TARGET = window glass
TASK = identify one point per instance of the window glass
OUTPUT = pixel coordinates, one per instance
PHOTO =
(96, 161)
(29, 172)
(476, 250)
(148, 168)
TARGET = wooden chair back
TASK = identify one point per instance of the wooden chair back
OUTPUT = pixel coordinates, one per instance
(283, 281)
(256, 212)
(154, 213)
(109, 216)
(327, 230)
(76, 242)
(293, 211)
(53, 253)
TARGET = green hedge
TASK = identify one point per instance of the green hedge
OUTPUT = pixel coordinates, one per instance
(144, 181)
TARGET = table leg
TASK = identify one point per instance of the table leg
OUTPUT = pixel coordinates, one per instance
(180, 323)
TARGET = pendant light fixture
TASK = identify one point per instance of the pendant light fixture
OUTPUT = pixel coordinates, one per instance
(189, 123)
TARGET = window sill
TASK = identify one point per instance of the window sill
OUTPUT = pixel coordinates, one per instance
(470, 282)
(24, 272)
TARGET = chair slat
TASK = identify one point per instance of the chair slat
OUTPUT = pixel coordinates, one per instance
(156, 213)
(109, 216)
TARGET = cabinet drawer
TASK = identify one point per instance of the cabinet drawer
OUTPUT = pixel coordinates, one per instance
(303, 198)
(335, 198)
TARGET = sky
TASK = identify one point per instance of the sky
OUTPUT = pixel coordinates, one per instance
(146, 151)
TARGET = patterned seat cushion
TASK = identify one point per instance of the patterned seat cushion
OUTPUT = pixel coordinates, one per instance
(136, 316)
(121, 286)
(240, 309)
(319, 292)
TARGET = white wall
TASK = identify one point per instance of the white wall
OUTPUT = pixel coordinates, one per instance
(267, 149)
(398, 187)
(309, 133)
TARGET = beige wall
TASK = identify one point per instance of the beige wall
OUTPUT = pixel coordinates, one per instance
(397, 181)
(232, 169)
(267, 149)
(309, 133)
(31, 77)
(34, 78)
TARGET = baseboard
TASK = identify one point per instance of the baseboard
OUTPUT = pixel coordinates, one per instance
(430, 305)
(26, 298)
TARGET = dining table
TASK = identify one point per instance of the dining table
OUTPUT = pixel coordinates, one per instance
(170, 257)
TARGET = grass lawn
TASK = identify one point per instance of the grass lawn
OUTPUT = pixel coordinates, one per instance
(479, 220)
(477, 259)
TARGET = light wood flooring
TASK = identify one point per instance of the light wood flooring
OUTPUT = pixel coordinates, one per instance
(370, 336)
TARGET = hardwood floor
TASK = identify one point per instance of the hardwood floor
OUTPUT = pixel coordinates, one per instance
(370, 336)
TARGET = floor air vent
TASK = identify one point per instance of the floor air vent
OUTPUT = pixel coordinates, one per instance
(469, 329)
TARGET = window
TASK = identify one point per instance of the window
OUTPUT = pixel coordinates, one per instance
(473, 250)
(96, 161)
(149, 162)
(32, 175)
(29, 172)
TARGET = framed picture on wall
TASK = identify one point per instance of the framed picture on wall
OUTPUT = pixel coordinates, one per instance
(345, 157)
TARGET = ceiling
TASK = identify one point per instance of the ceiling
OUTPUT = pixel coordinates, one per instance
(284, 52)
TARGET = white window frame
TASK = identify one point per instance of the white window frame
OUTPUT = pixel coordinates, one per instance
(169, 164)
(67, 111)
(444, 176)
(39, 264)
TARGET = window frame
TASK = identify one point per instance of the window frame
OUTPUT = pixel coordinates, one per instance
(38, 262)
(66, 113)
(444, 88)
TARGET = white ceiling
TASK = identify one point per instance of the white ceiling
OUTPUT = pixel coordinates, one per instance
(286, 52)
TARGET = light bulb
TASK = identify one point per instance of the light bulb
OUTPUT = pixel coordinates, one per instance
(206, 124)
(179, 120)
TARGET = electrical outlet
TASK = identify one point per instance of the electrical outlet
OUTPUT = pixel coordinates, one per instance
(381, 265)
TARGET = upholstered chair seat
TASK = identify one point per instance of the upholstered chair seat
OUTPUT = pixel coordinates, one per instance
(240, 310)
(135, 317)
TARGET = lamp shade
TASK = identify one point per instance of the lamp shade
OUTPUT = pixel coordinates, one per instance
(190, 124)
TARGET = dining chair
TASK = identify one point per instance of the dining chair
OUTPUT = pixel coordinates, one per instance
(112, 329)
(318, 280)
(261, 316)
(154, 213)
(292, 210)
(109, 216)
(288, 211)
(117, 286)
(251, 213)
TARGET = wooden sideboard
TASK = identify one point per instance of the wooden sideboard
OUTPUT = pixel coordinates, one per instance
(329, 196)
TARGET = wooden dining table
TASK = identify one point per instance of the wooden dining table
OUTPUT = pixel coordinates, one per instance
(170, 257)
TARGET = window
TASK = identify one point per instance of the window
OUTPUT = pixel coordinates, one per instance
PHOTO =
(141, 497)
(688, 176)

********************

§ DIRECTIONS
Reproduce verbatim the stretch of the listing above from the line containing "TARGET = wooden sideboard" through the final line of the listing.

§ SOLUTION TO THIS EXERCISE
TARGET = wooden sideboard
TASK = identify one point per instance of the wooden sideboard
OUTPUT = pixel coordinates, one per instance
(329, 196)
TARGET = wooden dining table
TASK = identify one point per instance of the wooden dining table
OUTPUT = pixel coordinates, one per instance
(170, 257)
TARGET = window
TASK = identify one point per instance of the window
OUTPUT = pixel coordinates, one per instance
PHOTO =
(141, 497)
(688, 176)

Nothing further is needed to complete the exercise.